Que doivent donc faire les entreprises concernées ? Ce webinaire a permis de faire le point sur les outils disponibles, qu’ils soient taillés sur mesure pour la crise sanitaire, ou plus anciens.
Une activité partielle revisitée
Premier outil : l’activité partielle. Massivement utilisée pendant le confinement, la mesure a été renouvelée pour la période allant du 1er juin au 30 septembre, en instaurant un petit reste à charge pour l’entreprise. Un nouveau projet de décret est en préparation : il vise à "permettre aux entreprises de gérer une sous-activité durable et/ou des conditions de productivité dégradées liées au mesures sanitaires", a expliqué le conseiller social d’Emmanuel Macron, résumant : "Il s’agit d’en finir avec la préférence française pour les licenciements. En 2009, nous avions connu une récession moins forte qu’en Allemagne, mais subi plus de destructions d’emploi." Concrètement, ce nouveau régime d’activité partielle de longue durée concernerait les salariés dont l’activité diminuerait d’au maximum 40%. "Cependant, a précisé Pierre-André Imbert, ce chiffre de 40% est une moyenne et ne s’applique pas à tout instant. Si jamais il s’avère que la diminution d’activité a été un peu plus importante, il sera possible de demander une exception à l’administration." La prise en charge de l’État atteindrait 85% du coût restant à la charge des entreprises et pourrait durer jusqu’à deux ans. Cela pourrait permettre au salarié de se former pendant la période de chômage. Ce dispositif ne pourra être actionné que si un accord collectif est conclu, soit au niveau de l’entreprise, soit à celui de la branche, définissant les contreparties en terme d’emploi et d’organisation auxquelles s’engage l’entreprise.

• Travail demandé:
**A.** Restituez à l'identique le passage du texte sur l'activité partielle qui va de « Que doivent donc » à « ou plus anciens. ».
**B.** Reprenez le texte sur l'activité partielle là où il s'arrête et poursuivez-le.
Les enregistrements n'ont aucun rôle ici.

• Données fournies:
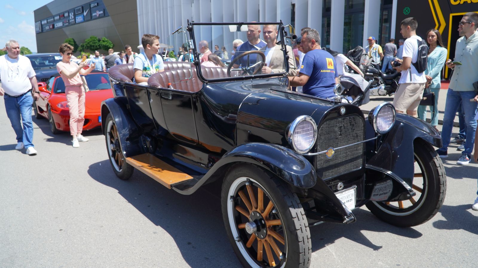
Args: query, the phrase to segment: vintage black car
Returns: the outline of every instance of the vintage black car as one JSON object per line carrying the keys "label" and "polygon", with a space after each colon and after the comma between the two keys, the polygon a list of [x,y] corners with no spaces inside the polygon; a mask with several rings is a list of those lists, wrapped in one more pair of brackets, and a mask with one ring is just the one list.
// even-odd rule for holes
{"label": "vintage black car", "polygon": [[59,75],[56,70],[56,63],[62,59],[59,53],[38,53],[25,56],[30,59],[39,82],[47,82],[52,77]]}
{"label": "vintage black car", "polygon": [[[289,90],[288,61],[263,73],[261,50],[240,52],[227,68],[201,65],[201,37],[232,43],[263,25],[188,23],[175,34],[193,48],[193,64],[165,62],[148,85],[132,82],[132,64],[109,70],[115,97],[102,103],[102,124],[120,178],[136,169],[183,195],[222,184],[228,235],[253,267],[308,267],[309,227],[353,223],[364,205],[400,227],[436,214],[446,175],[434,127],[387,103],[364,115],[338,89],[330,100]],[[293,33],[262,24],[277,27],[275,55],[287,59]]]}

* * *

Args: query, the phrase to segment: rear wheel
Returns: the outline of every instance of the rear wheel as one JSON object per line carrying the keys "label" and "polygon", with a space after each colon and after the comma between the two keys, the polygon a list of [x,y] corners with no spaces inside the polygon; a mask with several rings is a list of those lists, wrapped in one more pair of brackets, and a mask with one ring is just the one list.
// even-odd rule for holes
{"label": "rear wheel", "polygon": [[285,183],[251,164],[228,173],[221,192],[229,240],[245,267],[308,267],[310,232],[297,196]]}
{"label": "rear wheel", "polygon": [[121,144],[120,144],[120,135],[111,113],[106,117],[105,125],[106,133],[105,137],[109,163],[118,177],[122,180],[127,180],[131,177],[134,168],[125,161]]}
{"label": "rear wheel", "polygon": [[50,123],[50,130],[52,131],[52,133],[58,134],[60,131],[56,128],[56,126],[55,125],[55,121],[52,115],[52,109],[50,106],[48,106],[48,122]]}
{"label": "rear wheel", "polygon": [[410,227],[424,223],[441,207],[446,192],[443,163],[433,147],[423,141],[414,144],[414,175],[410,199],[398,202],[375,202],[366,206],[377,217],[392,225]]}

* * *

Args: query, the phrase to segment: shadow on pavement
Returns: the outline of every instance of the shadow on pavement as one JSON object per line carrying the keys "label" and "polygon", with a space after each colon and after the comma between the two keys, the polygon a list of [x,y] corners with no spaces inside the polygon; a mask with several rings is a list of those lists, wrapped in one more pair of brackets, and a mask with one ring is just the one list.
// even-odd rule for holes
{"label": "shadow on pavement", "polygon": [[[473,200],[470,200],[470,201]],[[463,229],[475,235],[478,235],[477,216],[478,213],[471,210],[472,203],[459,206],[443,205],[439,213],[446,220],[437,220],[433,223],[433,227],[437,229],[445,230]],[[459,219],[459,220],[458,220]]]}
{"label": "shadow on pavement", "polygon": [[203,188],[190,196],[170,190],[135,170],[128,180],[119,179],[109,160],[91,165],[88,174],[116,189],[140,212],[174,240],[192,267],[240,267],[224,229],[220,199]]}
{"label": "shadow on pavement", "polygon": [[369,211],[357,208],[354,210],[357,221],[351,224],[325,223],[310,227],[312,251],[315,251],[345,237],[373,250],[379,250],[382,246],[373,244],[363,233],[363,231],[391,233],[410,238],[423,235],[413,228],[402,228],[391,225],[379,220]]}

• Corrigé:
**A.**
Que doivent donc faire les entreprises concernées ? Ce webinaire a permis de faire le point sur les outils disponibles, qu’ils soient taillés sur mesure pour la crise sanitaire, ou plus anciens.

**B.**
"Cependant, a noté Philippe Grabli, Managing Partner d’Oneida Associés, l’activité partielle ne s’applique qu’à certaines situations, même à l’intérieur d’une entreprise." Elle ne peut gérer que les baisses d’activité et non les arrêts purs et simples. D’où l’intérêt d’examiner l’intérêt des autres outils existants.
L’accord de performance collective
Premier d’entre eux, l’accord de performance collective (APC). L’ACP a pour but de modifier l’organisation de l’entreprise pour l’adapter à la situation conjoncturelle tout en préservant l’emploi. Cet accord peut prévoir des aménagements de la durée du travail, de ses modalités d’organisation et de répartition, des aménagements des rémunération – dans le respect cependant des minima de branche-, ou des conditions de la mobilité professionnelle ou géographique interne à l’entreprise.
Les clauses de l’accord se substituent aux clauses contraires et incompatibles du contrat de travail. Si le salarié s’y oppose, il peut être licencié ; il bénéficie alors d’un abondement exceptionnel de son compte personnel de formation. En revanche, ce dispositif suppose que l’entreprise puisse signer un accord collectif.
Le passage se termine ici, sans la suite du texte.